Look in the material below for the line holding "negative clicks: (334, 345) (373, 351)". Set it down exactly, with each later line up to and including the line holding "positive clicks: (774, 343)".

_ _ _ _ _

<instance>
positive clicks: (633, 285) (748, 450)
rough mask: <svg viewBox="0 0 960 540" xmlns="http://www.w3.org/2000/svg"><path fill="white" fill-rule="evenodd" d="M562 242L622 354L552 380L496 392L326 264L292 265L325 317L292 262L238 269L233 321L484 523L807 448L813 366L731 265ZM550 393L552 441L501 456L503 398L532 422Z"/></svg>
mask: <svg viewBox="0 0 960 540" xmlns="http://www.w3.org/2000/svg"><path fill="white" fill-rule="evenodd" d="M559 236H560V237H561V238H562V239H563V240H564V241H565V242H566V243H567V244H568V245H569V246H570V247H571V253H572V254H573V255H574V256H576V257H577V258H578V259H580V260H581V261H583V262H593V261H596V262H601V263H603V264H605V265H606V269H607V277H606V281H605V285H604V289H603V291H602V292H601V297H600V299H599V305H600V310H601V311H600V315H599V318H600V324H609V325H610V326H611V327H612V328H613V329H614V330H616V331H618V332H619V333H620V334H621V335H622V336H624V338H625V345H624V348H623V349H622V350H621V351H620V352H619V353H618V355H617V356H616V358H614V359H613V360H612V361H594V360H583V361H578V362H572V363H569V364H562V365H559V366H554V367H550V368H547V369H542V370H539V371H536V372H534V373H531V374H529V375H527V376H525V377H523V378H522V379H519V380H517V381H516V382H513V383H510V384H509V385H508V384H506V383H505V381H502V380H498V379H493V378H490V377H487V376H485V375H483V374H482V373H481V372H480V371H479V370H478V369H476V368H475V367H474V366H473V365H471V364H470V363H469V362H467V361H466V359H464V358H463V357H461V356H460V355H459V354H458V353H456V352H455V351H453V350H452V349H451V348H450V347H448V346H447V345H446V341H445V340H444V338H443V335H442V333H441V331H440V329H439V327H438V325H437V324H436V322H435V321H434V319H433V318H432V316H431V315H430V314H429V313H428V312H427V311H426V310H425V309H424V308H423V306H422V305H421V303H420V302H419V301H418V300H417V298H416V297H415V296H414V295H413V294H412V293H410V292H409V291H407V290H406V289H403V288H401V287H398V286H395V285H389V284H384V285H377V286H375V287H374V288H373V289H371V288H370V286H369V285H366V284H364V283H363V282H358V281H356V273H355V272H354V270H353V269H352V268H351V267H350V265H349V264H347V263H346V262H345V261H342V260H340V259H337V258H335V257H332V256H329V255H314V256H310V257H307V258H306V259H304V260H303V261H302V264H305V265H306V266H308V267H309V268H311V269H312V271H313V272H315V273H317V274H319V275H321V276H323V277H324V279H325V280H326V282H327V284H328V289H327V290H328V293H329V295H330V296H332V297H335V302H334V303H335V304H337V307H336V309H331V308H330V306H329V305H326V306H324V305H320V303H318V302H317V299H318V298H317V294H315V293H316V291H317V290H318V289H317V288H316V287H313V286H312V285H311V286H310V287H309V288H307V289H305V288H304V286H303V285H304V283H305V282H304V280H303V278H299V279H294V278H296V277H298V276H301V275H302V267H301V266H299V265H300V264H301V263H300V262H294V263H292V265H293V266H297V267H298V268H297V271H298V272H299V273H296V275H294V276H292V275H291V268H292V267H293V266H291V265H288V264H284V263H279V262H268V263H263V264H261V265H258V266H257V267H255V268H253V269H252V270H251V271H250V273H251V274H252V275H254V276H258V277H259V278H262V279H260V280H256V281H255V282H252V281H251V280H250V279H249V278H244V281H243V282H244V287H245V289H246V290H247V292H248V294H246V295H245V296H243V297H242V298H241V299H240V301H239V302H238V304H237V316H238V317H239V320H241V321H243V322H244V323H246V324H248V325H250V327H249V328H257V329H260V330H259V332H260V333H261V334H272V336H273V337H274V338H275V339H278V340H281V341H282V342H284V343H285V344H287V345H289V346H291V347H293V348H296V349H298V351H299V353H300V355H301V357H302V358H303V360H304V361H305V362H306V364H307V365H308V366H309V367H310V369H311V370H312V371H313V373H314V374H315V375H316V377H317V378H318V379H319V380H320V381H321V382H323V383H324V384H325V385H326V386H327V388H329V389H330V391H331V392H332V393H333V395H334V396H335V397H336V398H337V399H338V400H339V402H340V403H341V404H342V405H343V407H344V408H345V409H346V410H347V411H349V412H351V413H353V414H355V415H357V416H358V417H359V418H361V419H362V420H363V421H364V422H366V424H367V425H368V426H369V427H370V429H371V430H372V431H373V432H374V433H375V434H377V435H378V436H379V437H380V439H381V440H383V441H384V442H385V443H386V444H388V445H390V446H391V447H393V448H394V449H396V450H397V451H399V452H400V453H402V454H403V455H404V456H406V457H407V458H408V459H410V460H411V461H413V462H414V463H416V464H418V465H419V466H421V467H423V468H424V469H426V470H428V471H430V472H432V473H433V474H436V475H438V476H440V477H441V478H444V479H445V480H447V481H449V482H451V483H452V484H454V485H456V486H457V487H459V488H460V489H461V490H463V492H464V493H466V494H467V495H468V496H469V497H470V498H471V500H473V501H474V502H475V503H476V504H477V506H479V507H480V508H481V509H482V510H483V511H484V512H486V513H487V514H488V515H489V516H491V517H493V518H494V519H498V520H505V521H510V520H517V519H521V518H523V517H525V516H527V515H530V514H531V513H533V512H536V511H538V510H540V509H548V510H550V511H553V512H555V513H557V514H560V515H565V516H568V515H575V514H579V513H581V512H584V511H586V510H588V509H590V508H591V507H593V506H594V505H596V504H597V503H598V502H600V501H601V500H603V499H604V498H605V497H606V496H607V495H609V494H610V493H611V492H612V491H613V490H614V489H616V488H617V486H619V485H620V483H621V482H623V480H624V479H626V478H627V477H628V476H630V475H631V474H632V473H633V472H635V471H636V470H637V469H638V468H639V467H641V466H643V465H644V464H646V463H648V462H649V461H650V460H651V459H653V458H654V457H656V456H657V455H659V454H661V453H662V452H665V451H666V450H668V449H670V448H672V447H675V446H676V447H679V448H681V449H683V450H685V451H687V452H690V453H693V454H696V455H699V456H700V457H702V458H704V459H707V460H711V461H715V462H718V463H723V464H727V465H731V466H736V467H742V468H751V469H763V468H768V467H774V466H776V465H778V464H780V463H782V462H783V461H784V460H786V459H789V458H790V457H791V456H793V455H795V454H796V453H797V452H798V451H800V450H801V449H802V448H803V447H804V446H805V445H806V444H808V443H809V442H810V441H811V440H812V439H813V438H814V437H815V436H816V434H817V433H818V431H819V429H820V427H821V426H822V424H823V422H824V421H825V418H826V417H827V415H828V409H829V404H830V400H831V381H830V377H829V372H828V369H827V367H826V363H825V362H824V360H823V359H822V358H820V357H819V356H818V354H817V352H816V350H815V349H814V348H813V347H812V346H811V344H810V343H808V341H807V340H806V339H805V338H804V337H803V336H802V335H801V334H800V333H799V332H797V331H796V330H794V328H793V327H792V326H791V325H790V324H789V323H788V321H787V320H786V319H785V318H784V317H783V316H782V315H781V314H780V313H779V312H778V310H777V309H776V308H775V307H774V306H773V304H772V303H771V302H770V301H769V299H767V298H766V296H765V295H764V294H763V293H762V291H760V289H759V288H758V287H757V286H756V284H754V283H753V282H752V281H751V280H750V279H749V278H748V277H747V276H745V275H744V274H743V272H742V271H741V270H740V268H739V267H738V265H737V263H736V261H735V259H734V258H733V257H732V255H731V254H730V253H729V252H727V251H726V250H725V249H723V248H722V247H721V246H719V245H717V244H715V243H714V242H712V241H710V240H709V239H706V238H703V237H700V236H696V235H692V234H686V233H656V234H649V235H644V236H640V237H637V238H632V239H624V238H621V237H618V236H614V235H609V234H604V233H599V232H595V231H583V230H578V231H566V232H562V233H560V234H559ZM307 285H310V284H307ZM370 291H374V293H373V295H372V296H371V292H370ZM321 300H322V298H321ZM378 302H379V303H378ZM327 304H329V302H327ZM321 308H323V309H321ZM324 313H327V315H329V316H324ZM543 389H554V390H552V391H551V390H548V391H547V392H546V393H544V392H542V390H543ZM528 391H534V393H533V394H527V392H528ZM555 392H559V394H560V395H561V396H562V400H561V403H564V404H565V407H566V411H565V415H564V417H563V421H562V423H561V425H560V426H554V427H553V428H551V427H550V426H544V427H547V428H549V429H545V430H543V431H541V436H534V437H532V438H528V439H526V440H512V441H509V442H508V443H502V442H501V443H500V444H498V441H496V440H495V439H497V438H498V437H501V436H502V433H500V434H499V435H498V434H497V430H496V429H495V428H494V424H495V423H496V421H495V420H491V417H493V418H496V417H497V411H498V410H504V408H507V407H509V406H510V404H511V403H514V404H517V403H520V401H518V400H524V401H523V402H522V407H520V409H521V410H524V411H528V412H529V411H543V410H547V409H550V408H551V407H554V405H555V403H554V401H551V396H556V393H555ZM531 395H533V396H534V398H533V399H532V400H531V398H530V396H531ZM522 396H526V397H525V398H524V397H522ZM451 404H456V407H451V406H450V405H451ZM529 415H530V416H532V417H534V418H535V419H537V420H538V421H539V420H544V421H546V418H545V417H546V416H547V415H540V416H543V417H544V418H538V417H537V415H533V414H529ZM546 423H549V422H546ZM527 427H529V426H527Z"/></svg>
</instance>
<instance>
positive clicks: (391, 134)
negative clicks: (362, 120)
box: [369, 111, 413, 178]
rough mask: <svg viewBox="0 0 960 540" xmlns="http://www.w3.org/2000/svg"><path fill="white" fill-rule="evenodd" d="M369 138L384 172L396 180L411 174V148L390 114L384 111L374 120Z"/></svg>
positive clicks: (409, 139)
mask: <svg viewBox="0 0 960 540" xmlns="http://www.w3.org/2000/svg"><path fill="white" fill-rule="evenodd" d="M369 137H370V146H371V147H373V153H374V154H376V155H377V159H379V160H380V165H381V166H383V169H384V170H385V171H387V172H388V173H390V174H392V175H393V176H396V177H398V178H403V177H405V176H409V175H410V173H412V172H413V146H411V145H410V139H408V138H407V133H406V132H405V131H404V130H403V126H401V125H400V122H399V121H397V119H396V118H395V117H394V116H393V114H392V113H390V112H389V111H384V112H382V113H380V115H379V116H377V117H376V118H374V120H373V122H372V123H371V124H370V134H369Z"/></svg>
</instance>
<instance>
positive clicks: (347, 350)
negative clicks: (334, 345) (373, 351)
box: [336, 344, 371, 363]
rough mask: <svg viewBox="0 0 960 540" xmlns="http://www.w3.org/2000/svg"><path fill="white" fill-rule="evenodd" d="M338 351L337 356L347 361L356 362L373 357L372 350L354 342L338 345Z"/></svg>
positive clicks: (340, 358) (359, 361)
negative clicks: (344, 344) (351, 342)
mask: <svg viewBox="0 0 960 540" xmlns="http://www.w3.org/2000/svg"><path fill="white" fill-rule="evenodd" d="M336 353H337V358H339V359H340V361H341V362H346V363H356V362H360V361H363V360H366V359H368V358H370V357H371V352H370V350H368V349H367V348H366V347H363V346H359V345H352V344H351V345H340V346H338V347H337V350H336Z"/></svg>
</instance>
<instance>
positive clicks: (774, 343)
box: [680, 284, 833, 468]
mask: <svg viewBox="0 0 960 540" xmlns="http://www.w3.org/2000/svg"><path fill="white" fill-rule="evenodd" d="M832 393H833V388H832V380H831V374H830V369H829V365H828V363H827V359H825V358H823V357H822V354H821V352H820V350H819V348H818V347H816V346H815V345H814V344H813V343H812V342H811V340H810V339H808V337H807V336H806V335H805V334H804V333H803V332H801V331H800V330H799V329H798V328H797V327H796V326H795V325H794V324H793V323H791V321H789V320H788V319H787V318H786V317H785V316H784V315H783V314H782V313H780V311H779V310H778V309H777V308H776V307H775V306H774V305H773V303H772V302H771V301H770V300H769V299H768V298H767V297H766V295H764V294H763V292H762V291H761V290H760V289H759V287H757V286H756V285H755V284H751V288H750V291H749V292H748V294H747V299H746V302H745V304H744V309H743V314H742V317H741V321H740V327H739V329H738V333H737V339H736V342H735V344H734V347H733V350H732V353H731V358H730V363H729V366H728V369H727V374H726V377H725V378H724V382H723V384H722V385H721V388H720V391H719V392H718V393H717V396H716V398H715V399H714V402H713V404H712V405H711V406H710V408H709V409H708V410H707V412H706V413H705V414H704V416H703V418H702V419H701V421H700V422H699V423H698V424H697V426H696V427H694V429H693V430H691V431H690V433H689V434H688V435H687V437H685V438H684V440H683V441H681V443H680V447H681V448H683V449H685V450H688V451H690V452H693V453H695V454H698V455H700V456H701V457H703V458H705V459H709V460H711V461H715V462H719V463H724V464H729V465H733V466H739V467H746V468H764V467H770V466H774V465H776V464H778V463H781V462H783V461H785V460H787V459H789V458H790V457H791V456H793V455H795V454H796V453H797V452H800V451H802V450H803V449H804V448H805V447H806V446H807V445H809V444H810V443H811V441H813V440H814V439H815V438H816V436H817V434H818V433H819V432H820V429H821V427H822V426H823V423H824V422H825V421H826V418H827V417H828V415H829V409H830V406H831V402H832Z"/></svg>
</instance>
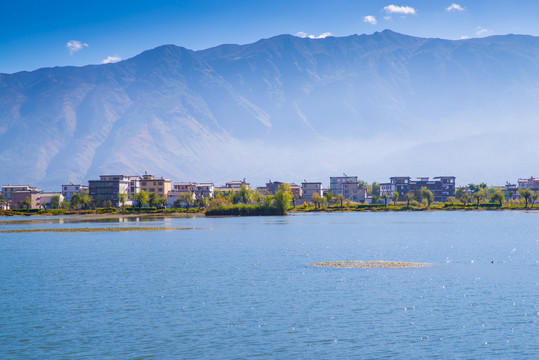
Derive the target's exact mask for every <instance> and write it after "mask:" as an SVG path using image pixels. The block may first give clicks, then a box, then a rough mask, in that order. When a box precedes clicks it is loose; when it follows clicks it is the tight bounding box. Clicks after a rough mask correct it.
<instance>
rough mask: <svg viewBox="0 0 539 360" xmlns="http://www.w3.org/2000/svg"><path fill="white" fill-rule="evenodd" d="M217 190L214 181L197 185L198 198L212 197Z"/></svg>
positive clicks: (196, 189) (201, 183) (196, 195)
mask: <svg viewBox="0 0 539 360" xmlns="http://www.w3.org/2000/svg"><path fill="white" fill-rule="evenodd" d="M214 191H215V186H214V185H213V184H212V183H201V184H197V185H196V190H195V195H196V198H197V199H199V198H204V199H211V198H213V194H214Z"/></svg>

_ _ _ _ _

ANSWER TO THIS EXERCISE:
negative clicks: (334, 345) (373, 351)
box: [336, 344, 371, 363]
rough mask: <svg viewBox="0 0 960 540" xmlns="http://www.w3.org/2000/svg"><path fill="white" fill-rule="evenodd" d="M338 351L337 356L347 361L356 362L373 357L372 350L354 342L338 345Z"/></svg>
positive clicks: (340, 358) (359, 361)
negative clicks: (344, 344) (351, 342)
mask: <svg viewBox="0 0 960 540" xmlns="http://www.w3.org/2000/svg"><path fill="white" fill-rule="evenodd" d="M336 353H337V358H339V359H340V361H341V362H346V363H356V362H360V361H363V360H366V359H368V358H370V357H371V352H370V350H368V349H367V348H366V347H363V346H359V345H352V344H351V345H340V346H338V347H337V350H336Z"/></svg>
</instance>
<instance>
positive clicks: (774, 343)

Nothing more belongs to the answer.